#### Short exercise
Copy the stretch from "David Brown" through "there's *something* going on." in the forum post below on byte frequencies and randomness, keeping every character unchanged.

#### Passage provided
** START **

David Brown
8/5/2015 9:08:00 AM
On 31/07/15 13:24, Richard Heathfield wrote:
> On 31/07/15 12:07, Paul N wrote:
>
> <snip>
>
>> If the data were truly random, you'd expect about
>> the same amount of each byte, so if there is a big
>> difference between the most and least fequent values
>> that would sugest that there's *something* going on.
>
> That's right. Thing is, "about the same amount of each byte" is a bit
> nebulous, isn't it? I'm not quite sure how to express this, but I want
> to be able to decide, in a binary (yes/no) fashion, whether there's
> *something* going on, in a programmatic or at least numerical way. How
> much something does there need to be (how much departure from a flat
> distribution) before it's *something* rather than just something?
>
Of course, even with different frequencies for different bytes, it could
be a random process (think of rolling two dice and adding them, for a
simple example).

** END **

#### Data extract

** START **

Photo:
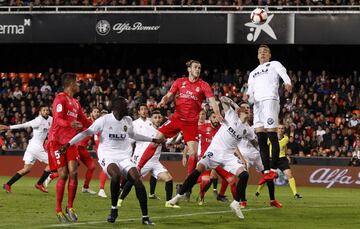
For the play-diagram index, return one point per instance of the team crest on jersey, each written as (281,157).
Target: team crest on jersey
(270,121)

** END **

#### The answer
David Brown
8/5/2015 9:08:00 AM
On 31/07/15 13:24, Richard Heathfield wrote:
> On 31/07/15 12:07, Paul N wrote:
>
> <snip>
>
>> If the data were truly random, you'd expect about
>> the same amount of each byte, so if there is a big
>> difference between the most and least fequent values
>> that would sugest that there's *something* going on.